╭─ Supplied entries

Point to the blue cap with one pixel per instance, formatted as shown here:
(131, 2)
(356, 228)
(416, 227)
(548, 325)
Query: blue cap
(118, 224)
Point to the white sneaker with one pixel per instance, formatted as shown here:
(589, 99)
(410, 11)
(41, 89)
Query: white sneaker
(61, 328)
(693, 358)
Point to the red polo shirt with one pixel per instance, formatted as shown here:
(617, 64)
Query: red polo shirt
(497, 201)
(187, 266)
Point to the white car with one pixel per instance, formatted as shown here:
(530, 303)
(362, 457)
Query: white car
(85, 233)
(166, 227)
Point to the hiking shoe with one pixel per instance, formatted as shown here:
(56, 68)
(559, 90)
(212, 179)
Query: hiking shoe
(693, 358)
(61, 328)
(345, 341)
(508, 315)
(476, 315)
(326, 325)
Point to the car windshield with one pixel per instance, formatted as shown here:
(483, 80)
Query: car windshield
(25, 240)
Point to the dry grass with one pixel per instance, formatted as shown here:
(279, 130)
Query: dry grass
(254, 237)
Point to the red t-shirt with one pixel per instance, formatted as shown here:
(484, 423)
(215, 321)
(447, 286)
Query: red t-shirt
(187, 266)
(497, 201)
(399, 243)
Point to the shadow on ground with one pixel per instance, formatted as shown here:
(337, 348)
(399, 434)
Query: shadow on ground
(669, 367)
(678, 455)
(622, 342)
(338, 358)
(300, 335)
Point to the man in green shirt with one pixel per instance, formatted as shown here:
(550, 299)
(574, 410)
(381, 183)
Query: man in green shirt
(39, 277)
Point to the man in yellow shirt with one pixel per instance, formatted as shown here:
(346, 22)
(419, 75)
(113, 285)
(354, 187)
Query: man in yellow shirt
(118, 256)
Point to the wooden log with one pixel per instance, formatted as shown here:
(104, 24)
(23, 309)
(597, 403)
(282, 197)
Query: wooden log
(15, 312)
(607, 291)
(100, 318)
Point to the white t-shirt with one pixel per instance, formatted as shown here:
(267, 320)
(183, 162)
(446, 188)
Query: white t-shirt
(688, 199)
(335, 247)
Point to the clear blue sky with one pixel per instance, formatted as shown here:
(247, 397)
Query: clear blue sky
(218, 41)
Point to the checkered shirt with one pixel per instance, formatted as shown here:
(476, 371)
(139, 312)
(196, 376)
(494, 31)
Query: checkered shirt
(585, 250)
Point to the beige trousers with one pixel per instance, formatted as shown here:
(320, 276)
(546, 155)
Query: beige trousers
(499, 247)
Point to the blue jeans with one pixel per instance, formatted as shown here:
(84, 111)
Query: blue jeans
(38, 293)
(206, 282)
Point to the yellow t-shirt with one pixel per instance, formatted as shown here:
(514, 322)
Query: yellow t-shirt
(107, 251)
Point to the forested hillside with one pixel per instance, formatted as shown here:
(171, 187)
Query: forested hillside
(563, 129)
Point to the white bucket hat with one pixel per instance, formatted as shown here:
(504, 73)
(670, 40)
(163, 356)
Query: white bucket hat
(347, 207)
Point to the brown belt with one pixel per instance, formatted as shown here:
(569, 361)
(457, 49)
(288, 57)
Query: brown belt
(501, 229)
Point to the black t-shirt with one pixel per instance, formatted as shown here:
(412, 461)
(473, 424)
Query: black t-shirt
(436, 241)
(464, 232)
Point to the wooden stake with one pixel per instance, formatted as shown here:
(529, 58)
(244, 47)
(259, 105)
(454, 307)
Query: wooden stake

╰─

**The problem**
Nothing but the lines from the one holding "Query: white t-shirt" through the last line of the data may be output, and each must match exactly.

**Finished task**
Query: white t-shirt
(688, 199)
(335, 247)
Point to the clear blue sky with one pixel per instance, formatted as shown here:
(247, 397)
Query: clear blue sky
(218, 41)
Point to the checkered shirt with one pixel per instance, formatted as shown here:
(476, 371)
(139, 312)
(196, 376)
(494, 31)
Query: checkered shirt
(585, 250)
Point to the beige trousers with one pixel per instance, formatted as shown here:
(320, 276)
(546, 155)
Query: beige trousers
(499, 247)
Point to the blue jeans with one pixel per instance, formatted as shown here:
(84, 111)
Query: blue jeans
(38, 293)
(206, 282)
Point to the yellow t-shirt with one pixel per instance, formatted as shown here:
(514, 322)
Query: yellow t-shirt
(107, 251)
Point to the forested hillside with one pixel per instance, formatted as shown here:
(171, 187)
Query: forested hillside
(563, 129)
Point to the white bucket hat with one pixel per instance, formatted as shown here:
(504, 73)
(670, 40)
(163, 356)
Query: white bucket hat
(347, 207)
Point to the brown belt with one pixel per instance, formatted as shown here:
(569, 361)
(457, 49)
(288, 57)
Query: brown belt
(501, 229)
Point to the black t-shirt with one pixel per instance, formatted as shown here:
(412, 461)
(473, 424)
Query: black t-shirt
(436, 241)
(464, 232)
Point to the wooden stake with one pixel per instance, formatted as shown here:
(529, 58)
(244, 47)
(259, 105)
(454, 307)
Query: wooden stake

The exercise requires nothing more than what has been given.